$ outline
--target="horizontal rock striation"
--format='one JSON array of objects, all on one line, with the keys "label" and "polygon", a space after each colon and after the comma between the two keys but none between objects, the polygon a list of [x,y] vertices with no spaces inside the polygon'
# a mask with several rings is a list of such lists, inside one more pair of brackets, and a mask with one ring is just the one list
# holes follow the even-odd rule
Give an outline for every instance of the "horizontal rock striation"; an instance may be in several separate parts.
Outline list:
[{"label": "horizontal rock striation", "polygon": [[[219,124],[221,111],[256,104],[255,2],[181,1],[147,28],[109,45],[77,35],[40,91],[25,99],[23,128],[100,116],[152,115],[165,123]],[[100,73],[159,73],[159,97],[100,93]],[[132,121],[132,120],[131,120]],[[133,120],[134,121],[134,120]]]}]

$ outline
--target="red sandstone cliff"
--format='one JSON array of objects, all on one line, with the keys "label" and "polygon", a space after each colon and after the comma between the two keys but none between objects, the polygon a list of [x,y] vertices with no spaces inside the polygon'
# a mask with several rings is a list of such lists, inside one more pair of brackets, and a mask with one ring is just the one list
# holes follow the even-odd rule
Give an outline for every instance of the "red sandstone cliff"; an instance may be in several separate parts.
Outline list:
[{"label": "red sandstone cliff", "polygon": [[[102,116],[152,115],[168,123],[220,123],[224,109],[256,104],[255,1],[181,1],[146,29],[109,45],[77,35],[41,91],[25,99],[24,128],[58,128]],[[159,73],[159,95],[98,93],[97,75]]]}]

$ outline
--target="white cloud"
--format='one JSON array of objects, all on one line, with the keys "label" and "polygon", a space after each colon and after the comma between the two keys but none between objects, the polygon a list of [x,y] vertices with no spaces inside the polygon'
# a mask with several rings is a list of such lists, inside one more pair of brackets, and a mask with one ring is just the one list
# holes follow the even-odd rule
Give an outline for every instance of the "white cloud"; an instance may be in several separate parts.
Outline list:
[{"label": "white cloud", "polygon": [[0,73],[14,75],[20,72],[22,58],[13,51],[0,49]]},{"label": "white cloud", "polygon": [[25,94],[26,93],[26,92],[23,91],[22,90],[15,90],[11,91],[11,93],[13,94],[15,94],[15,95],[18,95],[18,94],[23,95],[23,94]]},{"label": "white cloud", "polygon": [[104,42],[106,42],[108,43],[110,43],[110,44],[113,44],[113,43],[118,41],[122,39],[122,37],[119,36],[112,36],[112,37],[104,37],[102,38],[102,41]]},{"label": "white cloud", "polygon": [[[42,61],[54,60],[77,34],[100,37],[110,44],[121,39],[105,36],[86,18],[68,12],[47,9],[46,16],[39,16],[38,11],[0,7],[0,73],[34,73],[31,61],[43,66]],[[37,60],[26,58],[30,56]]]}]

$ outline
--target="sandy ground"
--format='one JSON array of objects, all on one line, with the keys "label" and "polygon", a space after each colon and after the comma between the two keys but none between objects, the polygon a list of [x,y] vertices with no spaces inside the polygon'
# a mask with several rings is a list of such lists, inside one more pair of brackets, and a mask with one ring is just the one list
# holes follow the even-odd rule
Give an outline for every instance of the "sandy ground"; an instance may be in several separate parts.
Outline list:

*WHAT YOU WILL DO*: Please report each line of the listing above that contains the string "sandstone", copying every such line in full.

*SOLUTION*:
--target="red sandstone cliff"
Give an outline for every instance of the "red sandstone cliff"; an instance may be in several separate parts.
[{"label": "red sandstone cliff", "polygon": [[[102,116],[152,115],[168,123],[220,123],[224,109],[256,104],[255,1],[181,1],[146,29],[109,45],[77,35],[41,91],[25,99],[24,128],[58,128]],[[159,73],[159,95],[98,93],[97,75]]]}]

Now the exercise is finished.